»»

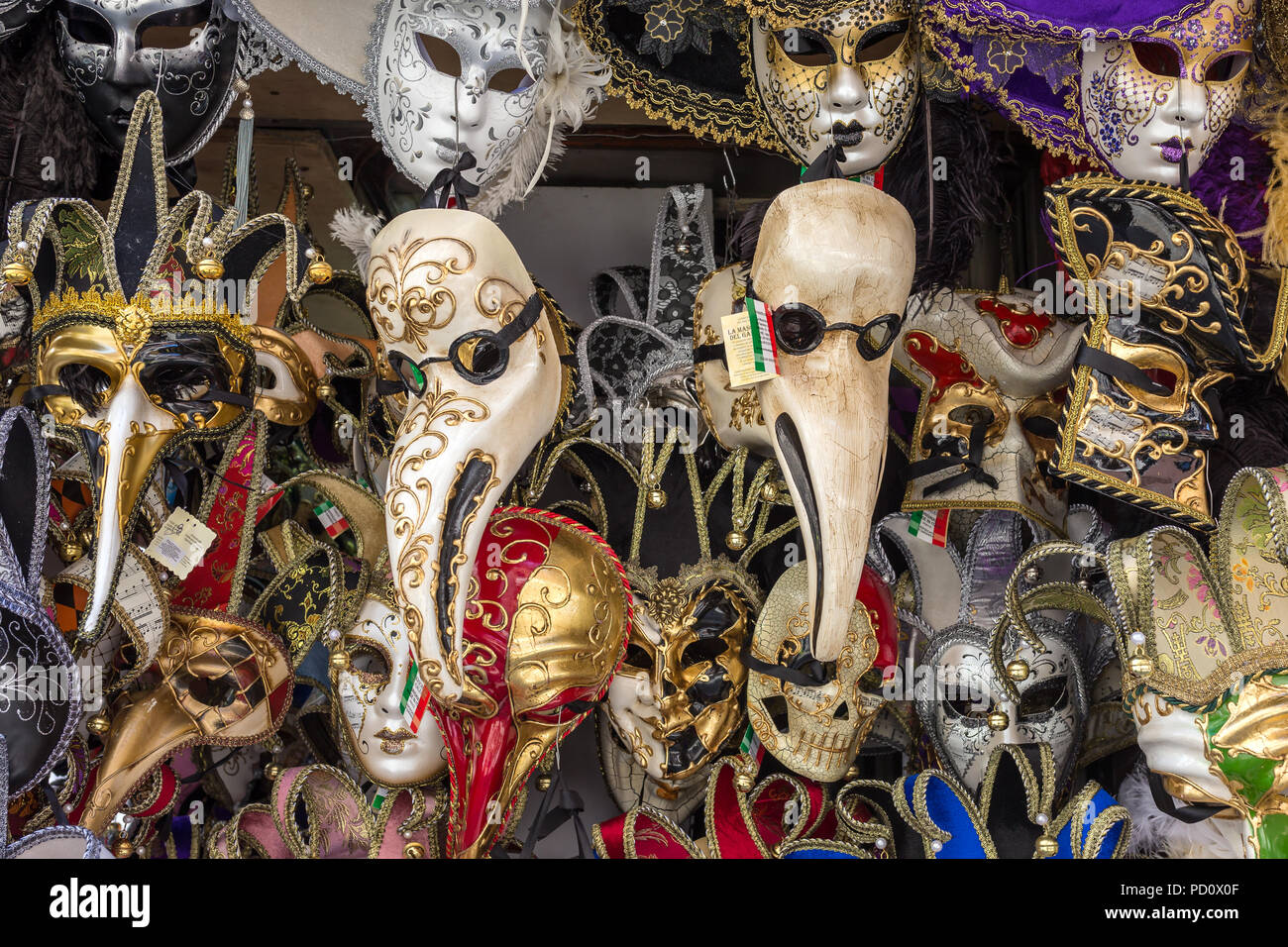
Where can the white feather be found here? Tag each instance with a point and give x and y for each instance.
(1154, 834)
(570, 90)
(356, 228)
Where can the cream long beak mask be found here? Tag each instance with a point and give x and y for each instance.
(844, 250)
(477, 350)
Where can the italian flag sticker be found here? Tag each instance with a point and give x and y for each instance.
(930, 526)
(415, 698)
(331, 518)
(763, 343)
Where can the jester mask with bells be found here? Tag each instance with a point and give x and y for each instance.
(987, 368)
(1203, 648)
(846, 76)
(1171, 299)
(548, 620)
(477, 351)
(223, 682)
(833, 265)
(137, 334)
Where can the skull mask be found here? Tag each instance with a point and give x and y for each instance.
(477, 351)
(986, 368)
(103, 53)
(1151, 102)
(848, 78)
(370, 696)
(677, 699)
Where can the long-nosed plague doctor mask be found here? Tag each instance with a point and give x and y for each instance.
(846, 78)
(833, 265)
(477, 350)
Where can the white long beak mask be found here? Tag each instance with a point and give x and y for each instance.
(833, 264)
(477, 351)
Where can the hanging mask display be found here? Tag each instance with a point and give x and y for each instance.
(1172, 295)
(477, 350)
(101, 46)
(988, 369)
(1142, 90)
(138, 346)
(836, 311)
(845, 77)
(370, 686)
(469, 99)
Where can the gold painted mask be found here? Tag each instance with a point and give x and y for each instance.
(850, 78)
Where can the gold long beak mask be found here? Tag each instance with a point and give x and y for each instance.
(833, 264)
(477, 352)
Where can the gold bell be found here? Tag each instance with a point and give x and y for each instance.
(17, 273)
(1046, 847)
(209, 268)
(1018, 669)
(320, 270)
(1140, 665)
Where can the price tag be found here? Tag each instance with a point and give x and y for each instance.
(180, 543)
(751, 351)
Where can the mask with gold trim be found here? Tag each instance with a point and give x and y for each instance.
(824, 418)
(677, 701)
(137, 333)
(848, 77)
(224, 682)
(987, 368)
(477, 350)
(1171, 298)
(544, 633)
(1203, 652)
(369, 693)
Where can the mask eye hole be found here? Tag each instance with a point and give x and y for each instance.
(86, 384)
(805, 47)
(1157, 58)
(1228, 67)
(86, 26)
(798, 330)
(1044, 697)
(883, 43)
(510, 81)
(441, 54)
(638, 657)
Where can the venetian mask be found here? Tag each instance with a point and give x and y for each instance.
(988, 368)
(836, 305)
(138, 346)
(224, 682)
(477, 352)
(449, 80)
(677, 698)
(1170, 296)
(849, 78)
(1168, 95)
(815, 729)
(104, 50)
(545, 630)
(372, 689)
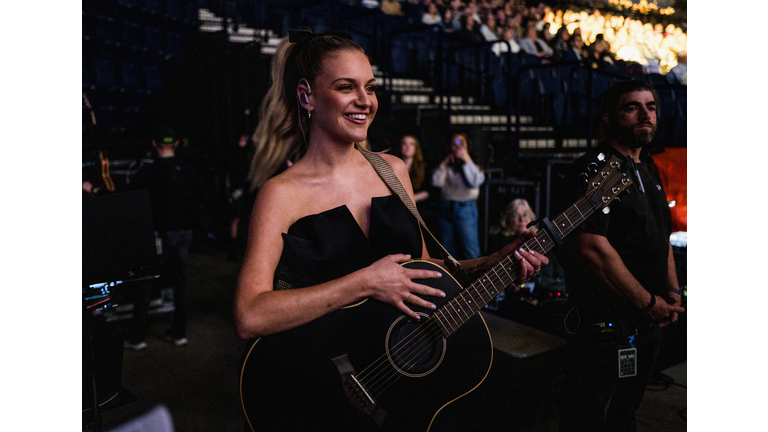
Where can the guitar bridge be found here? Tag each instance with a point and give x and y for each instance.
(357, 394)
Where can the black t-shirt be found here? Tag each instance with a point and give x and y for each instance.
(638, 226)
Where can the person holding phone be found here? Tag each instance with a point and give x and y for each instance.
(459, 177)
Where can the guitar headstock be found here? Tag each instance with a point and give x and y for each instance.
(607, 182)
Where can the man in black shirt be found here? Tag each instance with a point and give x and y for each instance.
(620, 275)
(174, 189)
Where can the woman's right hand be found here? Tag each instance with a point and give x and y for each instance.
(392, 283)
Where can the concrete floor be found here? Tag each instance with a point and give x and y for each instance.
(199, 382)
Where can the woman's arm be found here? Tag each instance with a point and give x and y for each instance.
(259, 310)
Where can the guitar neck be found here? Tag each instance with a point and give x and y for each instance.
(472, 299)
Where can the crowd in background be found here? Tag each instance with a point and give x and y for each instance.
(552, 34)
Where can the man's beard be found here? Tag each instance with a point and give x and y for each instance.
(636, 138)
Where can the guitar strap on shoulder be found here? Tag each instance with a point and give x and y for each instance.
(390, 178)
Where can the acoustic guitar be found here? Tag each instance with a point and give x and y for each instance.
(368, 367)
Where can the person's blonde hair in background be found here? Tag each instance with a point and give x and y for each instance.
(516, 217)
(409, 150)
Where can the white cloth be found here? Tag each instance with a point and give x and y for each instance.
(501, 47)
(453, 185)
(529, 46)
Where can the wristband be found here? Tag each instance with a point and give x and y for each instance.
(651, 304)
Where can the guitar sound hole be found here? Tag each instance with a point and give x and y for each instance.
(415, 348)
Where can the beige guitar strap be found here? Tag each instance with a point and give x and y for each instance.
(390, 178)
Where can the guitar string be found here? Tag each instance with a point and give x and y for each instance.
(426, 331)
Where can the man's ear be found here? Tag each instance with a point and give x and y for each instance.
(606, 119)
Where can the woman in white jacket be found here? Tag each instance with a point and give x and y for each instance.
(459, 177)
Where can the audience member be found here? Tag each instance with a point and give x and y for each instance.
(432, 15)
(561, 43)
(488, 28)
(599, 56)
(575, 53)
(459, 177)
(547, 36)
(508, 34)
(532, 45)
(469, 32)
(512, 224)
(409, 150)
(679, 73)
(391, 7)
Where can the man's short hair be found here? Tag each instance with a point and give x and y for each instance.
(611, 96)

««

* THE PROBLEM:
Leave out the pictures and set down all of the data exactly.

* THE COMPLETED TASK:
Where can the white feather be found here? Tag each instance with a point and give x and y for each instance.
(1154, 834)
(570, 90)
(356, 228)
Where can the cream long beak mask be found here? Tag each instance with a point and give x and y for each instance.
(844, 250)
(477, 350)
Where can the italian flag sticker be found here? Tag each instance with a point and give x and y for each instance.
(930, 526)
(415, 698)
(331, 518)
(763, 343)
Where can the jester mask with bells be found here? Tag each instance with a point and give x and y for each instance.
(987, 368)
(1203, 648)
(846, 76)
(1171, 299)
(548, 620)
(477, 351)
(223, 682)
(833, 265)
(137, 334)
Where can the skull mask be found here? Tag each instance with a point and give x and y for each instance.
(477, 351)
(986, 368)
(103, 53)
(1151, 102)
(848, 78)
(370, 696)
(677, 699)
Where can the long-nosed plague doctor mask be found here? Tag each instance with a point and give x and y for each instance.
(846, 78)
(833, 265)
(477, 350)
Where can the white long beak mask be found here? Tag each instance with a point and give x and y for each instance.
(833, 264)
(477, 351)
Where can the hanging mask display be found here? Tag each instance with a point and give x and y for each instance.
(1172, 295)
(477, 350)
(101, 46)
(988, 369)
(1142, 90)
(138, 346)
(836, 311)
(845, 77)
(370, 686)
(469, 99)
Where can the gold painted mask be found here? Tag each instance with a point and give x and y for each instance.
(850, 78)
Where can the gold long beak mask be found here? Tag each instance with a point and give x and y for each instance.
(833, 264)
(477, 352)
Where can the gold bell be found here? Tag each instance with a point and give x and y for each instance.
(17, 273)
(1046, 847)
(209, 268)
(1018, 669)
(320, 270)
(1140, 665)
Where can the price tag be found here? Tag each instance with a point and give x and y for each instance.
(180, 543)
(751, 351)
Where can the mask with gold trim be found here? Tag each instance with a point and give x and y for each instance.
(824, 418)
(677, 701)
(137, 333)
(848, 77)
(224, 682)
(987, 368)
(477, 350)
(1171, 298)
(544, 633)
(1203, 652)
(369, 693)
Where can the mask eye hole be found here? Tag each instance with a point and give x and y for each instance.
(86, 384)
(805, 47)
(1157, 58)
(1228, 67)
(86, 26)
(798, 330)
(1044, 697)
(883, 43)
(510, 81)
(441, 54)
(638, 657)
Where can the venetian mask be found here? Tag each instance with a point and give x and y for each instance.
(988, 368)
(836, 305)
(138, 346)
(224, 682)
(477, 352)
(449, 80)
(677, 698)
(1170, 296)
(849, 78)
(1168, 95)
(815, 729)
(104, 50)
(545, 630)
(372, 689)
Where can the guitar bridge be found here? Tag each instance with a point and give x and y for each instance.
(357, 394)
Where can the black t-shirt be found here? Tag each instance with a point and give x and y for each instance.
(638, 226)
Where can the person holding phone be found here? Tag each instance with a point and give x and y for each instance.
(459, 177)
Where can the guitar headstock be found here? Tag each instance with a point and give x and y for each instance.
(607, 182)
Where can the man in black shirt be found here? Tag each instance with a point and give x and y for each instance.
(620, 275)
(174, 189)
Where can the woman's right hand be found here? Tag each instance with a point and give x and y for each instance.
(392, 283)
Where can the concrete floor be found here? Tag each instance with a point and give x and y for each instance.
(199, 382)
Where can the woman's arm be found here? Tag each instance with a point and give x and y for each instance.
(259, 310)
Where can the guitar neck be found here? Tag each instance with a point and give x and y for each instance.
(472, 299)
Where can the crowd in background be found here? Tag each instance with a point and give x and y for each instance.
(552, 34)
Where can the man's beard be found here? Tag each instance with a point and give x and y for each instance.
(636, 138)
Where can the guitar strap on shoulder be found here? Tag each instance with a point and give x and y for each instance.
(390, 178)
Where can the acoustic guitar be found here? Tag each instance with a point and give x and y for each instance.
(368, 367)
Where can the person's blonde hair in background be found here? Tag each instance with a point and give x and y for each instance.
(516, 217)
(409, 150)
Where can the white cloth be found here? Tag each instance with a point and give x and y for each instance.
(501, 47)
(453, 185)
(529, 46)
Where can the wristband be found here? Tag each instance with a point and give x and y for each instance.
(651, 304)
Where can the guitar sound hole be found here? Tag each instance with a point and give x and y for each instance.
(415, 348)
Where can the beige guitar strap be found here? Tag each instance with a point and give x and y for each instance.
(390, 178)
Where can the guitar string be found here? Tag each instance with a point and give x and y for each instance.
(426, 331)
Where can the man's ear be found here? Tag each instance with a point and give x and y for each instance.
(606, 119)
Where can the woman in white jacket be found here? Tag each instance with a point and give x and y for each instance.
(459, 177)
Where can the audience member be found here? Tag each instance with a point and give x and y for each instance.
(432, 15)
(561, 43)
(488, 28)
(599, 56)
(575, 53)
(459, 177)
(547, 36)
(508, 34)
(532, 45)
(469, 32)
(512, 224)
(409, 150)
(679, 73)
(391, 7)
Where can the man's short hair be found here? Tag each instance with a point and give x and y for each instance.
(611, 96)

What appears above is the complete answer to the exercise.